▸ What you have to do: What do the lines from the one containing "For every instance of the camouflage" through the end of the entries say? Quote them exactly, and only them.

Excerpts of location labeling data:

((

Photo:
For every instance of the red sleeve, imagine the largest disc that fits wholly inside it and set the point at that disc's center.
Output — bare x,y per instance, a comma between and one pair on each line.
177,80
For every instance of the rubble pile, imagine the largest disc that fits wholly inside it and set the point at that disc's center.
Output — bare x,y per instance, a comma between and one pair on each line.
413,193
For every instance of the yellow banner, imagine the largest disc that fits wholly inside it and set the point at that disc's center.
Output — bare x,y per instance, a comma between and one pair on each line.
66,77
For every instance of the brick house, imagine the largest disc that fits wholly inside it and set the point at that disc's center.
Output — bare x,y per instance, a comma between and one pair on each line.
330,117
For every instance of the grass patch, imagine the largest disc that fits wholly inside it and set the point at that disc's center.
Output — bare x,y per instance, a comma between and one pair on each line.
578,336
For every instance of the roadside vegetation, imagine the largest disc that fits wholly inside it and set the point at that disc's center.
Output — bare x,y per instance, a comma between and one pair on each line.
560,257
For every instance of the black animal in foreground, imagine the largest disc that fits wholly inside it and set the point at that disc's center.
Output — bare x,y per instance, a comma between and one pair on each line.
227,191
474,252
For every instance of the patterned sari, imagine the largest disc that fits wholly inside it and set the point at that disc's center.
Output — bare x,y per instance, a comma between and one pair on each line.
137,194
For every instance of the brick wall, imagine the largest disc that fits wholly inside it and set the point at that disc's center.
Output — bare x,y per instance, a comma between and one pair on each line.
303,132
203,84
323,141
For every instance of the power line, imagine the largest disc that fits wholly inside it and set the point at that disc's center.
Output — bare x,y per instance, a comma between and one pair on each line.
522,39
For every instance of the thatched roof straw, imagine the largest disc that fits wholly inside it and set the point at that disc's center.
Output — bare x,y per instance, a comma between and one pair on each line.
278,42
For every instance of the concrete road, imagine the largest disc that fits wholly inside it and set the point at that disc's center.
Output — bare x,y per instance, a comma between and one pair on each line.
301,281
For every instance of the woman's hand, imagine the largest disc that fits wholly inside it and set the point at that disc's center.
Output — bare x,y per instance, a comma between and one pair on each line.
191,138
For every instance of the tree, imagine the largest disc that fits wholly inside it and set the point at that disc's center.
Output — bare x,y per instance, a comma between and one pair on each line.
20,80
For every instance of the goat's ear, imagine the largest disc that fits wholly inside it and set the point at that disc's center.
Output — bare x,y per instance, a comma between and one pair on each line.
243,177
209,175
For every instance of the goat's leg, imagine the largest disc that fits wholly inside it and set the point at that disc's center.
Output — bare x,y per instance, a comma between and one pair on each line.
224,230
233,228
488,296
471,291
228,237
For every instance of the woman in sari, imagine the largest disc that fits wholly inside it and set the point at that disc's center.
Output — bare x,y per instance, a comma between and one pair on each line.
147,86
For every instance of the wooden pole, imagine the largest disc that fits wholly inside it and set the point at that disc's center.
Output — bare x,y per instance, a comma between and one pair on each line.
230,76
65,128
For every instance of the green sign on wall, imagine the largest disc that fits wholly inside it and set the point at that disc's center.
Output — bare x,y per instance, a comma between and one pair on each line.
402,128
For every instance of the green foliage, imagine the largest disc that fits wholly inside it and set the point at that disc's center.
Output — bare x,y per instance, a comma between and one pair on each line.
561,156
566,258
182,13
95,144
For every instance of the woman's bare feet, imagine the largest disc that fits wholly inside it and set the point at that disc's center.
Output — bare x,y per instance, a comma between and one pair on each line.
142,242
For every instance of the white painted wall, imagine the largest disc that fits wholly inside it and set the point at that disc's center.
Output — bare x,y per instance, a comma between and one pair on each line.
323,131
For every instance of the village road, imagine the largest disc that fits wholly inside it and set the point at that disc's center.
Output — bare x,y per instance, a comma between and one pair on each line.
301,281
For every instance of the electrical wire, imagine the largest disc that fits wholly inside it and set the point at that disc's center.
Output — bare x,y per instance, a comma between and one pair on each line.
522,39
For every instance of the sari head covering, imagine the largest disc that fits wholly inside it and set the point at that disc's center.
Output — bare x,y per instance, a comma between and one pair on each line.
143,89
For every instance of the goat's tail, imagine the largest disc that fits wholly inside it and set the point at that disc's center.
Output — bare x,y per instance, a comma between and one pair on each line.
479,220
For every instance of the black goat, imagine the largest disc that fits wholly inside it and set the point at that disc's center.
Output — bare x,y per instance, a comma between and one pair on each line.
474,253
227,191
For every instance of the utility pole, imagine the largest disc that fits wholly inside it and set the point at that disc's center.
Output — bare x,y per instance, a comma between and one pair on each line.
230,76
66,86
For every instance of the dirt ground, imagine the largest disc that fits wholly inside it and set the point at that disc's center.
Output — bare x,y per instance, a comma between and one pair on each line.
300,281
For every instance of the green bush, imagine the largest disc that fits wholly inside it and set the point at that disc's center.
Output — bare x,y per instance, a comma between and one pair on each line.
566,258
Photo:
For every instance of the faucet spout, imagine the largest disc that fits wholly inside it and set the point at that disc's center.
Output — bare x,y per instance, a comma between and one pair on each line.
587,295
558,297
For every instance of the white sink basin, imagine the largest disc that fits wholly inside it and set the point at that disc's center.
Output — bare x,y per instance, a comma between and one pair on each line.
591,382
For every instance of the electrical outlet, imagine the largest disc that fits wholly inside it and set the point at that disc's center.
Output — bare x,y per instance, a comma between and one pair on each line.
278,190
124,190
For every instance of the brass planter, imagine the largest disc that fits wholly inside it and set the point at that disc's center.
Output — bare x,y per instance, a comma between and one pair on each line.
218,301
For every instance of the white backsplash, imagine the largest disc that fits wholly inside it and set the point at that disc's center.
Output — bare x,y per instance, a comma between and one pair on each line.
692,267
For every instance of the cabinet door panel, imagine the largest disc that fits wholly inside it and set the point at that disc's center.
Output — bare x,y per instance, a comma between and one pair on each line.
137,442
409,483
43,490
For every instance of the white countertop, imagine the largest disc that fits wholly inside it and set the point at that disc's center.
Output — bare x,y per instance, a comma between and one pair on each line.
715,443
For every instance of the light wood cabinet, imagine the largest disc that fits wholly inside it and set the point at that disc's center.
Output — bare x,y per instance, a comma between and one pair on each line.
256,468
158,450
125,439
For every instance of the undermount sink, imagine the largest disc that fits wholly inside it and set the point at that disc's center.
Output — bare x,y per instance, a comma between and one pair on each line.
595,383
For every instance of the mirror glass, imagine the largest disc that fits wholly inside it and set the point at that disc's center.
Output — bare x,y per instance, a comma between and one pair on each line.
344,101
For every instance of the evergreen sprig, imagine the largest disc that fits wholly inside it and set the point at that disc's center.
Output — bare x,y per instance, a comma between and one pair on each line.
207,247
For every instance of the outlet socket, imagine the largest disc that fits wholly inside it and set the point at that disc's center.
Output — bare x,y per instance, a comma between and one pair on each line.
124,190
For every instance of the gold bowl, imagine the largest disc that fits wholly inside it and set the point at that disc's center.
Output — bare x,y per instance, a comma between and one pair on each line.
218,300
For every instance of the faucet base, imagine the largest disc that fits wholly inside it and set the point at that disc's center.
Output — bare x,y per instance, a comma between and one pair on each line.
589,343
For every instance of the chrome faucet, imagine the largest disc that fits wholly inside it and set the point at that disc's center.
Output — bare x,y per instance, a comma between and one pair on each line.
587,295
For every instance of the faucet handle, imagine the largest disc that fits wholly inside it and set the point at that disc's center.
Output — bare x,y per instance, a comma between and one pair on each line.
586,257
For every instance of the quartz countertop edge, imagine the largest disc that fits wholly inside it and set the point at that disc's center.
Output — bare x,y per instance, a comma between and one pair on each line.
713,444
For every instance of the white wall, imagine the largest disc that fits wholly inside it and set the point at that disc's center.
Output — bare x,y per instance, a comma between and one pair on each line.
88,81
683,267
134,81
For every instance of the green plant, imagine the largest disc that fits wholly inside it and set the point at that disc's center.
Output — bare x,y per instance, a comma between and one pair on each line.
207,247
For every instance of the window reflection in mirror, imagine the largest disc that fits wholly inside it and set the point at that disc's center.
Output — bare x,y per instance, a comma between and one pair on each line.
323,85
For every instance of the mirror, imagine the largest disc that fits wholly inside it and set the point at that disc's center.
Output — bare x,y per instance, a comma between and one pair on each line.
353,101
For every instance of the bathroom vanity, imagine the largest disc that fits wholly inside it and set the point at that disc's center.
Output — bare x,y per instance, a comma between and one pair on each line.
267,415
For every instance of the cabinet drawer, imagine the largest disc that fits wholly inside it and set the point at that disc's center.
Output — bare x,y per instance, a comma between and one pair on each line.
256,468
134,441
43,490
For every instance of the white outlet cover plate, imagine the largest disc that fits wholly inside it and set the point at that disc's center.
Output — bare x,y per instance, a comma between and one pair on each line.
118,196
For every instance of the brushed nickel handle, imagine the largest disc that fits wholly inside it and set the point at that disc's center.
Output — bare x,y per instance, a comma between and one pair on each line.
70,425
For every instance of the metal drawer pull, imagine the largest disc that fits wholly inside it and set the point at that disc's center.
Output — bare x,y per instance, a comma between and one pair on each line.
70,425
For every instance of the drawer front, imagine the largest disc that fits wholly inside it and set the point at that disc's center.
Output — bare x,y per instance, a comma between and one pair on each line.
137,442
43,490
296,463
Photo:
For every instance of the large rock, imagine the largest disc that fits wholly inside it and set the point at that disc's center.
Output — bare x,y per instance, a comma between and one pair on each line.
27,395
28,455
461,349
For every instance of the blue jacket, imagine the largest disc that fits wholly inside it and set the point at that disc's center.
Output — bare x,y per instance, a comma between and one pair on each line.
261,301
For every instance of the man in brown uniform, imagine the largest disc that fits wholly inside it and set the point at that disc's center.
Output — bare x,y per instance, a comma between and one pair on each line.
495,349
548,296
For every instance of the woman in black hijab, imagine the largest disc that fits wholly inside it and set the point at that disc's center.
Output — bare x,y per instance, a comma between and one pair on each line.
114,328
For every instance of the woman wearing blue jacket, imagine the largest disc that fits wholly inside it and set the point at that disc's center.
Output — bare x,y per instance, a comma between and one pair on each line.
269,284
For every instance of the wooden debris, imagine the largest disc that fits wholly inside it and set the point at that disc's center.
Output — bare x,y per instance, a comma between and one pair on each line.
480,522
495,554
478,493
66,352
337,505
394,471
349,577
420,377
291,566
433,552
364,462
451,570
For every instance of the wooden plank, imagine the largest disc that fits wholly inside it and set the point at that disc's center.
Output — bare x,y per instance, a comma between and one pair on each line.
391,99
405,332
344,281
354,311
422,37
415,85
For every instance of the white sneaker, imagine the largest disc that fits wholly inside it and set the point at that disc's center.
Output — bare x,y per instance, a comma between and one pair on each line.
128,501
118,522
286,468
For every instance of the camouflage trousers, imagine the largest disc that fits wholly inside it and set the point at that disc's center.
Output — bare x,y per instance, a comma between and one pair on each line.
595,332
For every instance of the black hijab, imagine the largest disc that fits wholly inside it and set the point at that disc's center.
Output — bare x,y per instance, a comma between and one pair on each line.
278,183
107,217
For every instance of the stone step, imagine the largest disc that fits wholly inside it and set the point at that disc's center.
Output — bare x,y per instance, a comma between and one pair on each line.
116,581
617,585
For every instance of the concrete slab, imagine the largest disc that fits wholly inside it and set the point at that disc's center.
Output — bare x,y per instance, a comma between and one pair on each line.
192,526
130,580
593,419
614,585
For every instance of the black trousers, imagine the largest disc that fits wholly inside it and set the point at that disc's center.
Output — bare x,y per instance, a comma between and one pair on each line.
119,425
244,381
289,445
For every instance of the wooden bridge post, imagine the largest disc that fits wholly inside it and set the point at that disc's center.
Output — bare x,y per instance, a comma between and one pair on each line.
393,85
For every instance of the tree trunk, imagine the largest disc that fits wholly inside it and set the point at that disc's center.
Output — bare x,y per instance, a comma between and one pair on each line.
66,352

))

▸ Solved exercise:
For every instance of the camouflage trousers, imagine the largest disc that fits wholly inside it and set the point at that disc's center.
Output — bare x,y per instance, a comma between and one pair on each line.
595,332
For every instance of the black hijab, imagine the largest disc that fits wholly inside it and set the point at that disc's center.
Output — bare x,y per instance, a comma between and one pair on each line.
278,183
107,217
For every instance of the stone step, imagine the largest disc that fits wholly inside it and set the point at that disc's center.
Output — bare x,y per instance, a comma between and one pair on each line.
116,581
617,585
For every instance of the concrete slab, imagine the largest disc that fits wholly inside it and set the point at that disc's center.
Output — bare x,y per instance, a comma between and one pair on each line.
192,526
130,580
593,419
614,585
For every instance of the black trousers, imagine the largest disc that fits wholly inside it and set the point at that disc's center.
Output — bare x,y per instance, a comma between and one pair on each line.
119,425
244,381
289,445
For every instance of the wooden bridge post, imagine the largest disc that fits wholly inside it and set the point at that disc's center.
Output — bare x,y per instance, a comma between and one pair on each line.
393,85
For every instance of the tree trunk, imagine the largest disc that fits wholly inside it and set the point at that disc's center.
Output — bare x,y per instance, a comma between and one pair on each line.
66,352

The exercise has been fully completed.